Copy out, exactly as given, every line from the line with "The component shall point out each instance of the horse head" to the end of the listing, both of those lines included.

##############################

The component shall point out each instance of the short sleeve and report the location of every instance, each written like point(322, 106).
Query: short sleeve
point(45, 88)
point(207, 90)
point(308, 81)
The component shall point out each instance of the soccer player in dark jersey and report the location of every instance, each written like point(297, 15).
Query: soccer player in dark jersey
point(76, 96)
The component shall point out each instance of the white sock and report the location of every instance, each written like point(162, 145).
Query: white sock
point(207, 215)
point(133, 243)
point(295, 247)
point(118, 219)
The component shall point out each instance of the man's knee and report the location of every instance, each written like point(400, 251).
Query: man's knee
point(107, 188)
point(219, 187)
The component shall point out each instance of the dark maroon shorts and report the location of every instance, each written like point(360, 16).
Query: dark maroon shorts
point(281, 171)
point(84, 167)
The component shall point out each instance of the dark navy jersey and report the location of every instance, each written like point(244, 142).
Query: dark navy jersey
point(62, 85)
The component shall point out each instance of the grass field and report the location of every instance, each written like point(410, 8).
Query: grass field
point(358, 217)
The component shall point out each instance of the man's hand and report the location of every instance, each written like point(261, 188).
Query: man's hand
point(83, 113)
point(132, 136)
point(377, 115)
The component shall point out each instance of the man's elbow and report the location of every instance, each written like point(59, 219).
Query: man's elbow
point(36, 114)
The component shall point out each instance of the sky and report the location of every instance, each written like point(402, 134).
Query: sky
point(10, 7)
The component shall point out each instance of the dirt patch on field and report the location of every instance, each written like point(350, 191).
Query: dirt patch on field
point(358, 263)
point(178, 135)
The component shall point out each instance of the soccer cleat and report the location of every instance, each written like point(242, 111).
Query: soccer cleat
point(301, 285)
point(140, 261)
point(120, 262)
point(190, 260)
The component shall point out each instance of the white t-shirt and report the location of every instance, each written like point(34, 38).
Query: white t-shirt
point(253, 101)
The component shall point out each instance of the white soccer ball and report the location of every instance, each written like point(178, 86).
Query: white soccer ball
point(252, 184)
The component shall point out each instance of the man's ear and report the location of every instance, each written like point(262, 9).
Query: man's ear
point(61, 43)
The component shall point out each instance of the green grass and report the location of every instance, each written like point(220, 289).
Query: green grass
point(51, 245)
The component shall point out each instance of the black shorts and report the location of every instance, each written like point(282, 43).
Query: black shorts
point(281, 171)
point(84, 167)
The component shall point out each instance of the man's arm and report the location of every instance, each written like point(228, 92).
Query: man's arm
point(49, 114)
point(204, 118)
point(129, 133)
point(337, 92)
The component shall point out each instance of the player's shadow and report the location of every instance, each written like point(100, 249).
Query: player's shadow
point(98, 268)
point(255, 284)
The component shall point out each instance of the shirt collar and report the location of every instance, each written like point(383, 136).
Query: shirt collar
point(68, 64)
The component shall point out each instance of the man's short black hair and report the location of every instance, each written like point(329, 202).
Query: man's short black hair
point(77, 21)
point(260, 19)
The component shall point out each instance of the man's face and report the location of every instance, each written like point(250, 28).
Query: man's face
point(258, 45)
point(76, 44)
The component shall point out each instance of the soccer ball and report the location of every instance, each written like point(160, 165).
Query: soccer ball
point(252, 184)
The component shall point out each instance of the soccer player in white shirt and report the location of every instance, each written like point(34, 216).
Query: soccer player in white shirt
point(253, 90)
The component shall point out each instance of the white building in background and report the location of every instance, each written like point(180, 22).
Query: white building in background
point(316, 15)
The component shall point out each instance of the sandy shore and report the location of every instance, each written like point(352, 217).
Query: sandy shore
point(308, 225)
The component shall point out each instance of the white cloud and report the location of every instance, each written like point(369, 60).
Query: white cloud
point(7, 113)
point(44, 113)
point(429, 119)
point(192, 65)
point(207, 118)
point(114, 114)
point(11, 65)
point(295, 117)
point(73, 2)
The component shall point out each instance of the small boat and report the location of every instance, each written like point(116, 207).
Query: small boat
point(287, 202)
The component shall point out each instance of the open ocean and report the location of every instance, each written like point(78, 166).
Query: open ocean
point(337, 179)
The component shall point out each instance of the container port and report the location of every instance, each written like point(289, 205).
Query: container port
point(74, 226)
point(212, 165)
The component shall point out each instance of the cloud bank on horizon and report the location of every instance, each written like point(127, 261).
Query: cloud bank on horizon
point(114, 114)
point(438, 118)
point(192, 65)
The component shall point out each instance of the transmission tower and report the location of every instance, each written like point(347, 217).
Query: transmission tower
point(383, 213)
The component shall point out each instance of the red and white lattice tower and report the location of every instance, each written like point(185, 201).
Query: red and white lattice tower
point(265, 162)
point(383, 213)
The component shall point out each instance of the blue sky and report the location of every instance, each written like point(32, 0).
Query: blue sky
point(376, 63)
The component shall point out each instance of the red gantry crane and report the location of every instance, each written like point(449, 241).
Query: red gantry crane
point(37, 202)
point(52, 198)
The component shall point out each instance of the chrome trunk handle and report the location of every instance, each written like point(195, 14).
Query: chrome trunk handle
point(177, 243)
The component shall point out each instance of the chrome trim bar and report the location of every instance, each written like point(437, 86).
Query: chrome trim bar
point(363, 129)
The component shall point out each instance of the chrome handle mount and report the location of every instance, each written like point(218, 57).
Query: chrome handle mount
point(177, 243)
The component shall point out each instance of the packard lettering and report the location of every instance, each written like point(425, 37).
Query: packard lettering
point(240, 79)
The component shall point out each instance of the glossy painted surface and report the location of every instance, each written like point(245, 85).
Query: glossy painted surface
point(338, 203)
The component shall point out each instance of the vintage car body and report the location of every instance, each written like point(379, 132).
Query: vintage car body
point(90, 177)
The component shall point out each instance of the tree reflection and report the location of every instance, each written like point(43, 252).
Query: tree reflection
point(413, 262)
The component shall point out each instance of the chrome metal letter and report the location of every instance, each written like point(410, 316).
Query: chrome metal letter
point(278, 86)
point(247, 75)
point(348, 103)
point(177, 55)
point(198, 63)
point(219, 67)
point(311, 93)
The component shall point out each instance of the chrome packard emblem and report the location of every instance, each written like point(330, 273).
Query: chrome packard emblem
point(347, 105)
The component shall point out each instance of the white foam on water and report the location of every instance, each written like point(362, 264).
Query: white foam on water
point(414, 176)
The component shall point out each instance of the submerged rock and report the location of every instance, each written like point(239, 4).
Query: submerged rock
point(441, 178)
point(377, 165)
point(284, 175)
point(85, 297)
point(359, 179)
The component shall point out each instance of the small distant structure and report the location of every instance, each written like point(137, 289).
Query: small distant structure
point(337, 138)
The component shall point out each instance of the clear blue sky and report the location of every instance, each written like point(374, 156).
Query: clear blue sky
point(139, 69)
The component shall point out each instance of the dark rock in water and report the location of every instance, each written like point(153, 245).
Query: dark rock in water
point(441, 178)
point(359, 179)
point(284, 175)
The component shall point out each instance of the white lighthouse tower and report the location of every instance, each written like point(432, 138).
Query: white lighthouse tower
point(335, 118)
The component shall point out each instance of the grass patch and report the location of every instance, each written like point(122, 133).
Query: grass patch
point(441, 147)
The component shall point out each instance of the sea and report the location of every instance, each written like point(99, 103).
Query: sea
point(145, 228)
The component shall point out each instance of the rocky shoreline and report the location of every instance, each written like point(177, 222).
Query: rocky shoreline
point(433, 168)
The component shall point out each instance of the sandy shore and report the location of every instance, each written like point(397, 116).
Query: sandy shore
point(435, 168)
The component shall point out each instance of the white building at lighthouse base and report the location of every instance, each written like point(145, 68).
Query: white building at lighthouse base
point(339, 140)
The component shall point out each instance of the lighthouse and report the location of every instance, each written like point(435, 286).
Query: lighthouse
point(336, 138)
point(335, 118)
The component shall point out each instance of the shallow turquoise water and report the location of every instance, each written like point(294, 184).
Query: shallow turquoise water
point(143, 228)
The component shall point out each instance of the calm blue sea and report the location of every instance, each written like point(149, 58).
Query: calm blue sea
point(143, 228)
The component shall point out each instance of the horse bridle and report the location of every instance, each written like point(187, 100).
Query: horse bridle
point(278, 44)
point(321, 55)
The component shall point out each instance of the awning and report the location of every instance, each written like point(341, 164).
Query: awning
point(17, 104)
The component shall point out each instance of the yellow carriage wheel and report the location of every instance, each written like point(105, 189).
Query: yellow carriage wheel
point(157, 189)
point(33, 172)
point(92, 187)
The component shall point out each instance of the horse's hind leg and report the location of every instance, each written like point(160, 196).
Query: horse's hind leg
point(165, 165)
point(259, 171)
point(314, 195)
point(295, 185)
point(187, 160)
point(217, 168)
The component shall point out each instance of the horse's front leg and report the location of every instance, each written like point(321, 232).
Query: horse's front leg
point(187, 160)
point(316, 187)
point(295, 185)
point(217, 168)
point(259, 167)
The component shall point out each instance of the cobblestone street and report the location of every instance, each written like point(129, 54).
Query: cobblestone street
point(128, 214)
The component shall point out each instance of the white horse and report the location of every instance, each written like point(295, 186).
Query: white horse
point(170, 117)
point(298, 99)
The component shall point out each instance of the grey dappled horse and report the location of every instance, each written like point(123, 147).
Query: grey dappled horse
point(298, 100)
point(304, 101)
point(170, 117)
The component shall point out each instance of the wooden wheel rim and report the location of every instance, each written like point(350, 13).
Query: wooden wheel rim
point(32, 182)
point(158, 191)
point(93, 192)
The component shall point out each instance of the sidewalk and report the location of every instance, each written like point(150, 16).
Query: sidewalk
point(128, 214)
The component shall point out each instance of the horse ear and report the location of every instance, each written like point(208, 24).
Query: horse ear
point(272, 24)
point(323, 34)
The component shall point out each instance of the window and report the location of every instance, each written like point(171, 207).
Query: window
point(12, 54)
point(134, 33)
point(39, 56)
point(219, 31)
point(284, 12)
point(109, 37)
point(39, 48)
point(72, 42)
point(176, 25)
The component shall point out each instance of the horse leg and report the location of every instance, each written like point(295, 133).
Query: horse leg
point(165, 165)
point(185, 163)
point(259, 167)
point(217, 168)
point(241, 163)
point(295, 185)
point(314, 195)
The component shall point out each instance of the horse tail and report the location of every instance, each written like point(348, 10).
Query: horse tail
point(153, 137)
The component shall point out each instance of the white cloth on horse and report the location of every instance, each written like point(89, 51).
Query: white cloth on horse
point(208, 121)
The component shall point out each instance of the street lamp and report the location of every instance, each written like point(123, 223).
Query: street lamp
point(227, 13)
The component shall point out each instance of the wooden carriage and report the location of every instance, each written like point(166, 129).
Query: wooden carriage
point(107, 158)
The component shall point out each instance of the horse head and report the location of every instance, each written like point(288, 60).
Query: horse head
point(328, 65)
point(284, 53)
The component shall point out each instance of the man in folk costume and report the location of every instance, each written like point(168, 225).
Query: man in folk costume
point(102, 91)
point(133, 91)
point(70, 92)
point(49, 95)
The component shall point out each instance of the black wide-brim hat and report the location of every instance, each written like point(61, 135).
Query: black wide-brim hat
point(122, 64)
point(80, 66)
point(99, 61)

##############################

Response to this task -
The component shall point out each instance of the horse head and report the location of every instance, each written like point(288, 60).
Query: horse head
point(328, 65)
point(284, 53)
The component shall point out each instance of the man in folk costume and report the location of every instance, each written like point(168, 225).
Query: man in folk costume
point(102, 91)
point(133, 91)
point(70, 92)
point(49, 95)
The component shall point out each instance of the black wide-brim hat and report the location of every instance, each written like point(61, 135).
Query: black wide-brim hat
point(122, 64)
point(80, 66)
point(99, 61)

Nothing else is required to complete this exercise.